> 本文抜粋:
# # # # #

特に一番上の子を育てる時に多く、子供のコントロールや過保護・過干渉になる事が多いようです。
尚、片親などで両親の役割を一人で行っているような状況も、頑張りすぎて子供に悪い影響が出る事もあります。
親としての責任を持つ事は大切ですが、子供をコントロールするような状態にはしたくないものです。
愛情の歪みを持っている
親子間の愛情は等価交換ではありません。
どうしても親から子への愛情が多くなります。
ですが、「愛情を注いだ分、同等の愛情が欲しい」「愛情を注ぐ事が出来ない」という親は、毒親になってしまいがちです。
親というのは、子供に対して無償の愛情を注がなければなりません。
なぜなら、大人と子供では愛情の注げる量が違うからです。
子供からの愛情を期待してしまうと拍子抜けになってしまい怒りや支配の感情を抱いてしまいます。
また、愛情を上手く注げない親は、愛情を受けてこなかったケースが多く、自分が愛情を受けていないので他者にどう愛情を注いだらいいか分からないということがあります。
この場合は、育児放棄などになってしまいます。

# # # # #

> 課題 1:
レコードの先頭から「point(375, 196)」を含む行まで（両端を含む）を、指示の行も含めてすべて書き出してください。回答にある座標の数値だけを0.2倍して整数に丸め（0.5は切り上げ）、縮尺を変えること。

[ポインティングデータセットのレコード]

# # # # #

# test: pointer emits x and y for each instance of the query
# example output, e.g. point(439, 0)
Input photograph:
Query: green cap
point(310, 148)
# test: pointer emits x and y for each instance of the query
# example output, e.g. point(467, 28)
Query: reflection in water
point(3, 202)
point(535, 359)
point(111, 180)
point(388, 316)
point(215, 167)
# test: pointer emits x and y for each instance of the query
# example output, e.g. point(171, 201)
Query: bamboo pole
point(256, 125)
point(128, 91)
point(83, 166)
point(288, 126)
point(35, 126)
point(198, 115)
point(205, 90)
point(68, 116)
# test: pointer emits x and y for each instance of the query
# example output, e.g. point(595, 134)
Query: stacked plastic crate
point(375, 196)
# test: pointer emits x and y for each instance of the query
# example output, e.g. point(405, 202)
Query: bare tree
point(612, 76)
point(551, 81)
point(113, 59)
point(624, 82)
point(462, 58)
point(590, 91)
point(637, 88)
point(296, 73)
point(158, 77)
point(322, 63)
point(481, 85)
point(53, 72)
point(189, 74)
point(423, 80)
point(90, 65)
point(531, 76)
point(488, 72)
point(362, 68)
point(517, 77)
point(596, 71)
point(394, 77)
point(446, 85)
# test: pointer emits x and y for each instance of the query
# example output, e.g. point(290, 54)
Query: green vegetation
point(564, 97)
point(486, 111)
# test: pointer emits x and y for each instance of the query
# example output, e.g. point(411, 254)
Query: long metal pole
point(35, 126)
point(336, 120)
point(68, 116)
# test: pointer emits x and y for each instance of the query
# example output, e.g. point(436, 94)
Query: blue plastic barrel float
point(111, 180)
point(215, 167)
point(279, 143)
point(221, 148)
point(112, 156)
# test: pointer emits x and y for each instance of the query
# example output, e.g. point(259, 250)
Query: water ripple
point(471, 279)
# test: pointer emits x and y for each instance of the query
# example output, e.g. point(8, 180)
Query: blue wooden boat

# # # # #

> 課題 2:
毒親と愛情についての抜粋を、一字も変えずに全文書き写してください。

> 最終結果 1:
# test: pointer emits x and y for each instance of the query
# example output, e.g. point(439, 0)
Input photograph:
Query: green cap
point(62, 30)
# test: pointer emits x and y for each instance of the query
# example output, e.g. point(467, 28)
Query: reflection in water
point(1, 40)
point(107, 72)
point(22, 36)
point(78, 63)
point(43, 33)
# test: pointer emits x and y for each instance of the query
# example output, e.g. point(171, 201)
Query: bamboo pole
point(51, 25)
point(26, 18)
point(17, 33)
point(58, 25)
point(7, 25)
point(40, 23)
point(41, 18)
point(14, 23)
# test: pointer emits x and y for each instance of the query
# example output, e.g. point(595, 134)
Query: stacked plastic crate
point(75, 39)

> 最終結果 2:
特に一番上の子を育てる時に多く、子供のコントロールや過保護・過干渉になる事が多いようです。
尚、片親などで両親の役割を一人で行っているような状況も、頑張りすぎて子供に悪い影響が出る事もあります。
親としての責任を持つ事は大切ですが、子供をコントロールするような状態にはしたくないものです。
愛情の歪みを持っている
親子間の愛情は等価交換ではありません。
どうしても親から子への愛情が多くなります。
ですが、「愛情を注いだ分、同等の愛情が欲しい」「愛情を注ぐ事が出来ない」という親は、毒親になってしまいがちです。
親というのは、子供に対して無償の愛情を注がなければなりません。
なぜなら、大人と子供では愛情の注げる量が違うからです。
子供からの愛情を期待してしまうと拍子抜けになってしまい怒りや支配の感情を抱いてしまいます。
また、愛情を上手く注げない親は、愛情を受けてこなかったケースが多く、自分が愛情を受けていないので他者にどう愛情を注いだらいいか分からないということがあります。
この場合は、育児放棄などになってしまいます。